**Excerpt to read**

Begin

Seriously, I don't think those shoes were at all meant for walking. I also didn't think there were legitimate tutorials on this stuff...it SEEMS simple, haha, walk heel toe, straight line and take a lot of short steps. Doing it might be very different, and I don't think I'll be doing a "strut" haha. Thanks though! 
And i just checked with actual costumes, any opinions on which one? I have no idea since all will be equally difficult/embarassing, haha.
http://www.girlsclothingdirect.com/wp-content/uploads/BunnyCostume1.jpg
http://www.chelseasofnewyork.com/v/vspfiles/assets/images/pink_sequin_bunny_costume_w.jpg
http://image.cosplayfu.com/b/Bunny-Costume-(12).jpg
http://www.udreamycostumes.com/images/sexy/8555.jpg
http://img.costumecraze.com/images/vendors/leg/83812-Bombshell-Bunny-Costume-large.jpg
http://www.bunnyblab.com/uploaded_images/sexy_bunny_costume-774243.jpg
http://www.costumekingdom.com/images/Product/medium/18118.jpg
http://www.malltop1.com/UpLoad/Pro_Images_02/pic_TuxedoBunny-Costume-M3281_27_43_924.jpg
http://images8.yandy.com/Products/LA-83991-Blk-C2012.jpg

I didn't think there was so much variety when it came to these things...but i guess i was wrong there. Those seem ot be the "best" ones, well, this should be interesting to see which one to use...obviously the dress ones are easier, but also the least realistic. Opinions? Haha, shoot me now


----------



## TheCostumer (Oct 12, 2008)

This has been my bravest effort so far! Miss Fifi LeFleur



Uploaded with ImageShack.us

Good luck with your costume.

TC


----------



## galenjake (Jun 28, 2012)

End

[Detection examples]
Begin

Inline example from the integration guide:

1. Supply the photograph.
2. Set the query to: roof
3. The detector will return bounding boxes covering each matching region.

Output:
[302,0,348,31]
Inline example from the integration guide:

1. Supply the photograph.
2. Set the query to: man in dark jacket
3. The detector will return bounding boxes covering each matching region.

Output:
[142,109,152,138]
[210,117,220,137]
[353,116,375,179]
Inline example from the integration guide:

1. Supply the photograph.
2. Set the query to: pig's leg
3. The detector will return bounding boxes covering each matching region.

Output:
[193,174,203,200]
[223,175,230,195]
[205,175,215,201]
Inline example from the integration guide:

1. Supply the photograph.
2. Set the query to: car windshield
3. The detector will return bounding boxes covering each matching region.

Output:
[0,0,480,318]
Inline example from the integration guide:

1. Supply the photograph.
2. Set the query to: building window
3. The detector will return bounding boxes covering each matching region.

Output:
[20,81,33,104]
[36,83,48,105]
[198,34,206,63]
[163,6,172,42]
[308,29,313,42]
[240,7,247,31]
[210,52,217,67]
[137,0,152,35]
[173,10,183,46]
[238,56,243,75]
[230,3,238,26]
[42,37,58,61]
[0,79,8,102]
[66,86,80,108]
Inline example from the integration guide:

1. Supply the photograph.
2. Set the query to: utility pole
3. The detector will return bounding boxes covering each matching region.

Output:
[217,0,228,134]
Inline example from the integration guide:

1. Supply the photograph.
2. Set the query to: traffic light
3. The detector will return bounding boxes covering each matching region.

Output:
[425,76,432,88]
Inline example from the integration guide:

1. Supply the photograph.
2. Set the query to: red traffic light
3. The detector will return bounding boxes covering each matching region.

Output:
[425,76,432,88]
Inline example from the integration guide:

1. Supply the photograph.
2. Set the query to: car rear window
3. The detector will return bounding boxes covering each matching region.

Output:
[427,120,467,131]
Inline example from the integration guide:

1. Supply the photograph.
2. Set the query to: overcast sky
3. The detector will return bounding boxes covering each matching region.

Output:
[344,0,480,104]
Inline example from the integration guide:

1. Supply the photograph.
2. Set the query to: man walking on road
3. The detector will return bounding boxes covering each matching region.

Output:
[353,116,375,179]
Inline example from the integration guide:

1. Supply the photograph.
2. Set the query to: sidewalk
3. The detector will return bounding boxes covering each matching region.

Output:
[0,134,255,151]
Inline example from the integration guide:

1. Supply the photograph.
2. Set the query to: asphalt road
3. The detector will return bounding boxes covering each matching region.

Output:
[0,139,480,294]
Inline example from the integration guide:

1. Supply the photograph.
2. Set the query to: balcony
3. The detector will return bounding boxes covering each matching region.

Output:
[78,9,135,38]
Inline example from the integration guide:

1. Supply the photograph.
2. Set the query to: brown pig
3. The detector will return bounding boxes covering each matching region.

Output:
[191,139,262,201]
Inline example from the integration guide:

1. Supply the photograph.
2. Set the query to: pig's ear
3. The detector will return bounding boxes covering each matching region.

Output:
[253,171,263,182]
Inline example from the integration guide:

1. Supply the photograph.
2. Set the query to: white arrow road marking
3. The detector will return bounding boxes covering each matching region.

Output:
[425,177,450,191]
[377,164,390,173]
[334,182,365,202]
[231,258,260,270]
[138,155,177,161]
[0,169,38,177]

End

**What to produce**
Please continue the forum thread about bunny costumes from the point where it ends. You won't need the material for anything here.

**Answer below**
Thanks, I suppose, haha. And in response to off my meds (sorry, forgot to answer ya), one of the girls should be going as hugh, ill kinda be pissed otherwise, and the other girls should be bunnies too. And it would be funny, also scarring, to look hairy underneath it all, I think ill wear long gloves to prevent that haha.


----------



## RCIAG (Jul 19, 2010)

Nice Fifi Costumer! I think I prefer you as Martha though, & I mean that in a good way, you're a good match for her, & I'm sure you prefer her too! 

As for the bunny costumes...some are just...yipes! The Costume Kingdom one looks a little more modest yet still looks like the Bunny, so does the Maltop linked one. The Cosplay one looks too cosplay & not enough Playboy Bunny.


----------



## galenjake (Jun 28, 2012)

Yeah....my thoughts exactly...yipes, lol. It's what they wear, i shouldnt be too surprised i suppose.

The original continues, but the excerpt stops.